■ PASSAGE TO READ:
────────────────────

We served a delcious meal.  The Elders were filled up (which is hard to do)! They were generous with their words of gratitude!

They left us smiling as they always do!!  We love them! (oops! Elder Mpoyi is missing! Sorry, Elder Mpoyi!)

Posted by PicasaThe last few hours of Christmas Day were just the two of us!! But Christmas is NOT complete without FAMILY!!! Again, thank goodness for technology! That evening, we were able to speak with our Full-time missionary son who is serving in Seattle Washington.  Then we were able to talk with each of our other children and most of our other amazing family members. For us, it was like giving food to two starving people.  Talking to them was nourishing, satisfying and delicious, too! We are thankful for our first very unique African Christmas 2010!

Monday, December 20, 2010

Our 3rd P-Day in Bujumbura!

Bujumbura is really a plant paradise!  With all of the rain and with it's location just three degrees below the equator, as we left on our preparation day activity, I snapped several shots of just beautiful plants.  They are limitless!!!

────────────────────

■ GOAL 1:
Answer these about the blog post:
(a) Where is the full-time missionary son serving?
(b) Which Elder does the post say is missing?
(c) How many degrees below the equator is Bujumbura located, according to the post?
■ GOAL 2: Please return the part of the blog post starting at "Posted by PicasaThe" and ending at "African Christmas 2010!", copied word for word.
The records are separate from the blog post.

────────────────────

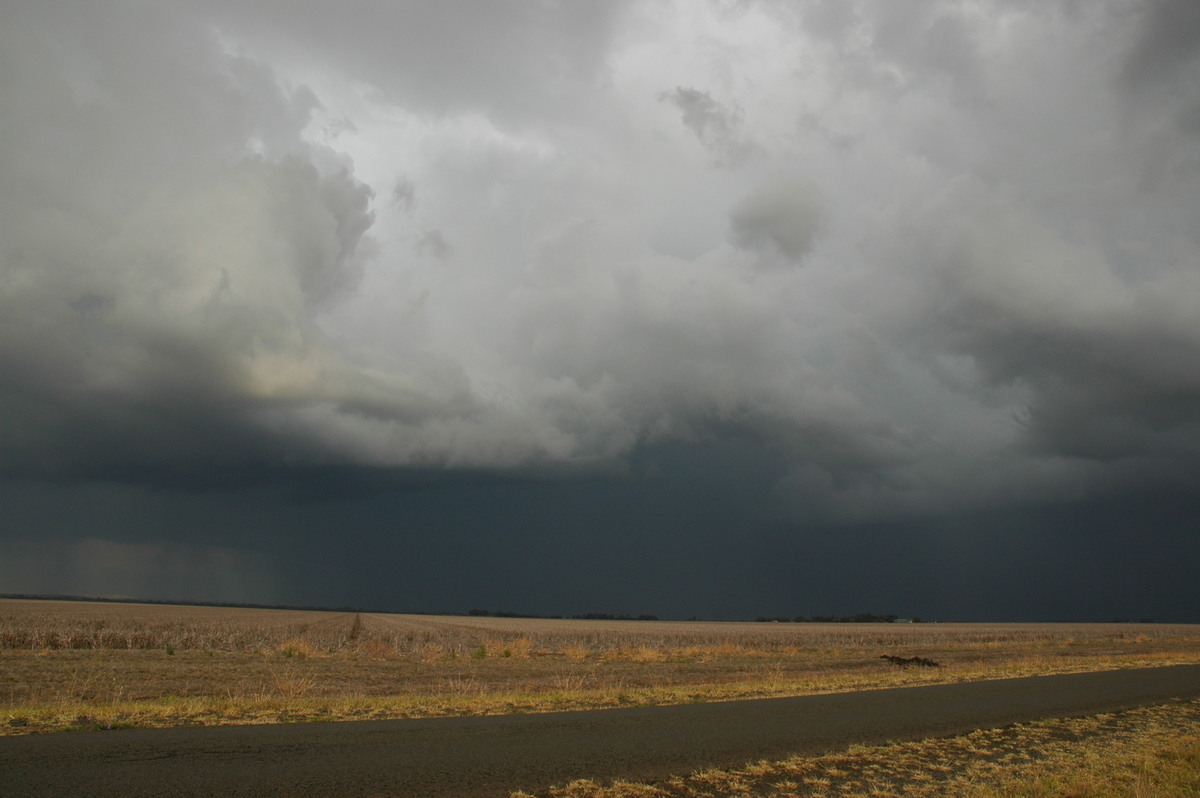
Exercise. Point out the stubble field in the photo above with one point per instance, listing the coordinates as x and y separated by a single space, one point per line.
95 665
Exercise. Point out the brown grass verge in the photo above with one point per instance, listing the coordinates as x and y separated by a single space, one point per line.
1149 751
71 665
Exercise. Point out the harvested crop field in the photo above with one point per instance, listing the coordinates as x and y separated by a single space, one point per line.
69 664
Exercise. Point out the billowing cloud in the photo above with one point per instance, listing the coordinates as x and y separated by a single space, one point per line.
921 261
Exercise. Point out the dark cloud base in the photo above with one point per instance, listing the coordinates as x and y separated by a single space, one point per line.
660 545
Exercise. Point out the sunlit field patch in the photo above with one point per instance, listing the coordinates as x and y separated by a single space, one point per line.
94 665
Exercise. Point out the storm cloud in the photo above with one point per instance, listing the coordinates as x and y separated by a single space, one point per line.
701 283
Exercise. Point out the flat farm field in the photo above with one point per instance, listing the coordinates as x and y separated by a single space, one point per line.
96 665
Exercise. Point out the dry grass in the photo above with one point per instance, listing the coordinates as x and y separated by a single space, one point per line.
155 665
1141 753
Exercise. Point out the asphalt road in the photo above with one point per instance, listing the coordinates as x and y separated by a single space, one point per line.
492 756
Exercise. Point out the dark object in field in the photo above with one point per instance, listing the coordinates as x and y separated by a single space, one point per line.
905 661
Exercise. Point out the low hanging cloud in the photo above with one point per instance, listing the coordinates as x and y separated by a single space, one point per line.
781 217
919 249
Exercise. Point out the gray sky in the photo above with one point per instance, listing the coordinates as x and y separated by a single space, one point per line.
713 309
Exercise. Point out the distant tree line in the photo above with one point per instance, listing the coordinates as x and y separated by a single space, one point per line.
586 616
861 618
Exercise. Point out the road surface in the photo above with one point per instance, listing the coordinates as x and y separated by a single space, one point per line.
491 756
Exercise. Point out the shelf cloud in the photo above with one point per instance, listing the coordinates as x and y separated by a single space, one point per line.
821 268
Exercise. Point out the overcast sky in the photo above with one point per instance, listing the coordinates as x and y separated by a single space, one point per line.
718 309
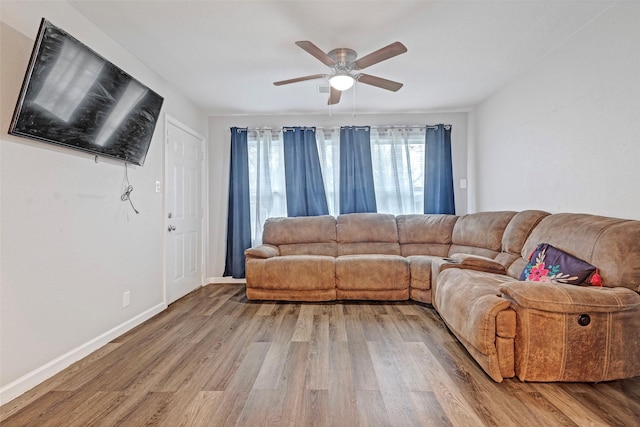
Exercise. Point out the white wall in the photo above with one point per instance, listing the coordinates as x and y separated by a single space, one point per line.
565 137
70 246
219 140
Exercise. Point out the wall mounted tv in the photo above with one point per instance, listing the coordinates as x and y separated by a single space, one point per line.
73 97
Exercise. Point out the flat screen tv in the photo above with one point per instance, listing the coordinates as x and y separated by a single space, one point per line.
73 97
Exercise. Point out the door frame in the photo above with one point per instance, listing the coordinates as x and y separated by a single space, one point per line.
204 226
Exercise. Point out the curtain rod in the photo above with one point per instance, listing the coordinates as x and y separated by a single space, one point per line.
320 128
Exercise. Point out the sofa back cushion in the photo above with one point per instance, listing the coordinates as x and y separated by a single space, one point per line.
425 234
367 233
516 233
610 244
306 235
480 233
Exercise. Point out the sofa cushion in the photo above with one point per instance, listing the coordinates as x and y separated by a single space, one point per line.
311 272
367 233
302 235
425 234
519 228
480 233
610 244
372 272
549 264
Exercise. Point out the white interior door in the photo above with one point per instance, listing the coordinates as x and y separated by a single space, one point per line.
184 210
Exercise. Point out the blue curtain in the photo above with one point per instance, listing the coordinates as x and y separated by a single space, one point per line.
238 217
303 176
356 171
438 173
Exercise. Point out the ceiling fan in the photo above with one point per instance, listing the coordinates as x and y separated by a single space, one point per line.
342 62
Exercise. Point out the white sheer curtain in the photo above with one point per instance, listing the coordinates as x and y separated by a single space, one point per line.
398 169
266 179
328 142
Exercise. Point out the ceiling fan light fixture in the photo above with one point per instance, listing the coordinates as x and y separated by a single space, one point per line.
341 81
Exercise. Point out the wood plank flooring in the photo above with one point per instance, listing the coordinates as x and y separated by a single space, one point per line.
215 359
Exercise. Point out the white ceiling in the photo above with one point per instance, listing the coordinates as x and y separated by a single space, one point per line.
225 55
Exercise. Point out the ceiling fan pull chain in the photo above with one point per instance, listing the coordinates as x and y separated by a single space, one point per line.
354 99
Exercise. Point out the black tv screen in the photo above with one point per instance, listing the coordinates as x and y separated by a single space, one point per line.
73 97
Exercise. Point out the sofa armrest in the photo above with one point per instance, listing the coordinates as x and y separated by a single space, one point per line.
477 262
563 298
262 252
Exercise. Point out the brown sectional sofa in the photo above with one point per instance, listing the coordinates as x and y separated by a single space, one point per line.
468 268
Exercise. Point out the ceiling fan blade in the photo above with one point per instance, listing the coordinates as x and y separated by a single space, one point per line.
379 82
334 96
317 52
379 55
299 79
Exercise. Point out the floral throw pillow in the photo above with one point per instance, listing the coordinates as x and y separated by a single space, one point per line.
550 264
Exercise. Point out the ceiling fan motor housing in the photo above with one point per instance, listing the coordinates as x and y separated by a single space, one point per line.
344 58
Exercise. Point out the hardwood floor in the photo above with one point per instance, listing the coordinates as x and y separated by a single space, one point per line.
215 359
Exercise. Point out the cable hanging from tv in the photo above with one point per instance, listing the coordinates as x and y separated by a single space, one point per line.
127 193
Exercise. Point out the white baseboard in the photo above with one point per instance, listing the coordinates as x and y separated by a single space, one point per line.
226 279
46 371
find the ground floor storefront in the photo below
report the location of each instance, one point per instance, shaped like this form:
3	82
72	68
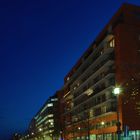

────────────────────

■ EXPECTED OUTPUT 1:
(a) Seattle Washington
(b) Elder Mpoyi
(c) Three degrees

■ EXPECTED OUTPUT 2:
Posted by PicasaThe last few hours of Christmas Day were just the two of us!! But Christmas is NOT complete without FAMILY!!! Again, thank goodness for technology! That evening, we were able to speak with our Full-time missionary son who is serving in Seattle Washington.  Then we were able to talk with each of our other children and most of our other amazing family members. For us, it was like giving food to two starving people.  Talking to them was nourishing, satisfying and delicious, too! We are thankful for our first very unique African Christmas 2010!